RECORD EXCERPTS
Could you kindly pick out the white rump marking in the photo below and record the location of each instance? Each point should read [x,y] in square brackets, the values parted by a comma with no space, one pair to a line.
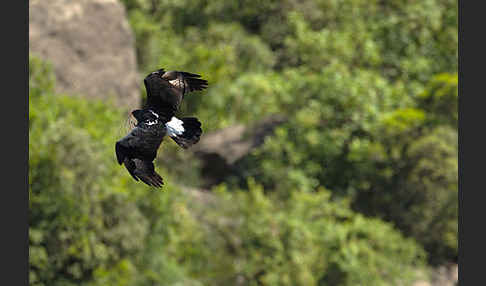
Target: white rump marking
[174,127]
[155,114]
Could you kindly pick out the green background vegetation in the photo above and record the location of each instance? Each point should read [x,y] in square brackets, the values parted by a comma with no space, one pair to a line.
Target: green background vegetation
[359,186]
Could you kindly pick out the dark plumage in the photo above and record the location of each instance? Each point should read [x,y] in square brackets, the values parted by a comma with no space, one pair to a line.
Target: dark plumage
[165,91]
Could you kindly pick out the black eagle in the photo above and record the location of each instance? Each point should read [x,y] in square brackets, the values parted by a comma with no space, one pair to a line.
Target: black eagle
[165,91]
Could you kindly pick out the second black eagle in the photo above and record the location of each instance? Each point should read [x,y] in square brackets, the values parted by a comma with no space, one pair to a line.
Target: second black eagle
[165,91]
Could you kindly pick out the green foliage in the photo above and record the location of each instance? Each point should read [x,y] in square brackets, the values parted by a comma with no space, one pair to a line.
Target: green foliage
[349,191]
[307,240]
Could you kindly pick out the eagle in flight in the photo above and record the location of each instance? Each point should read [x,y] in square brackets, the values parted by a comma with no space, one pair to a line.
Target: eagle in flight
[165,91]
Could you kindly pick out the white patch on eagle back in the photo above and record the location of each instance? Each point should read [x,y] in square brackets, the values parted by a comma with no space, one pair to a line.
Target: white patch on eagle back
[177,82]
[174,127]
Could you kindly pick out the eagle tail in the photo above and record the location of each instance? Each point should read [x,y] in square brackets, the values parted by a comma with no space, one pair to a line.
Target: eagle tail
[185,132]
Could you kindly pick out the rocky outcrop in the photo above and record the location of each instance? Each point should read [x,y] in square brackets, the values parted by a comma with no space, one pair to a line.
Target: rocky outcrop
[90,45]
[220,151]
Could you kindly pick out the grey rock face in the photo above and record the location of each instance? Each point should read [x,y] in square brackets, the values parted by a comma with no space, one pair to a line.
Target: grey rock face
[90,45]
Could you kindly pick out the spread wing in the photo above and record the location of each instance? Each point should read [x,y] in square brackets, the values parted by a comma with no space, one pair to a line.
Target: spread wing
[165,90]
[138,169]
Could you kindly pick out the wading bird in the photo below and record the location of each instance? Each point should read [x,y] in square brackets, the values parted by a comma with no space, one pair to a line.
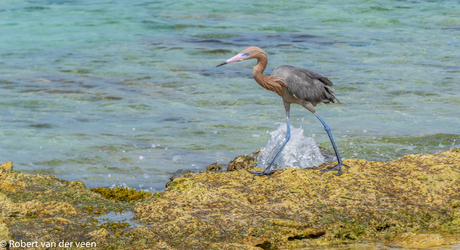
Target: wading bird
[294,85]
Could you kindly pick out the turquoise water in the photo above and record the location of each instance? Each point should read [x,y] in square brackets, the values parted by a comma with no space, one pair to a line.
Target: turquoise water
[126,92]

--

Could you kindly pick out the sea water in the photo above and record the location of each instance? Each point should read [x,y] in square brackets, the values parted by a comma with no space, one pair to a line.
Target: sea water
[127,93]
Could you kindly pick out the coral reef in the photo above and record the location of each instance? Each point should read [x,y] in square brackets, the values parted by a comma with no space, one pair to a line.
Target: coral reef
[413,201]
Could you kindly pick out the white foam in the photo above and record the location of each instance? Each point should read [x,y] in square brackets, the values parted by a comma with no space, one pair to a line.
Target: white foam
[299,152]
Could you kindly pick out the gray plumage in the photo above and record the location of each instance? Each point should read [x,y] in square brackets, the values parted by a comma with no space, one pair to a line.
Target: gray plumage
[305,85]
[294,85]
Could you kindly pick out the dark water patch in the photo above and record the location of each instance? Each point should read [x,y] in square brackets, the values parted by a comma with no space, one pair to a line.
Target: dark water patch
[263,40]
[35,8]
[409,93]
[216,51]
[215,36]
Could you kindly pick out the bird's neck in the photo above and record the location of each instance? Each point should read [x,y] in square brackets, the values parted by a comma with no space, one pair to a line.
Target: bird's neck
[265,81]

==

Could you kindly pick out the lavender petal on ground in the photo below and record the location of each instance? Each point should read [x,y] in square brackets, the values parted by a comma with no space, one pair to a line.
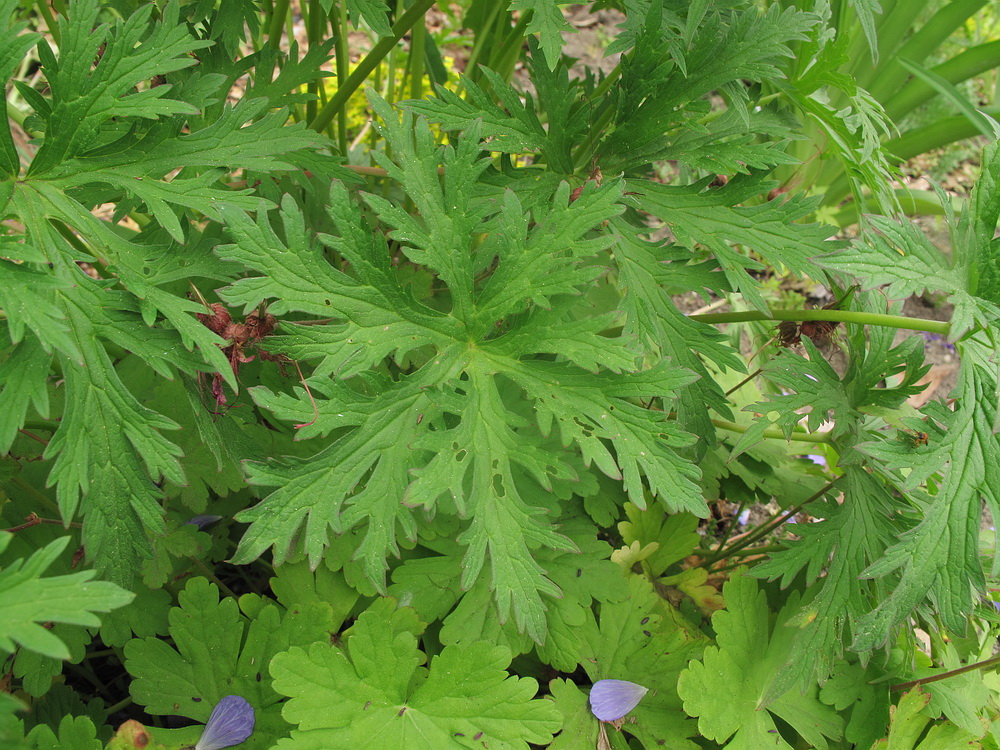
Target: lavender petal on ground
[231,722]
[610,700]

DO THIS
Pull out each line of the data above that includes the word "green".

RESULT BELOW
Could you kindly pick out the green background vegetation in the photo above and record the location of each instance? Each point should read [x,y] in square brackets, the values parted by a comma with no space, one pair to a line.
Target: green background vegetation
Could you kindly pick out the green foliage in the photo above and record the location of each instance? Each point should read [x,y] in square brackets, the values parted by a comma with no space, one pair to a line.
Target: green foliage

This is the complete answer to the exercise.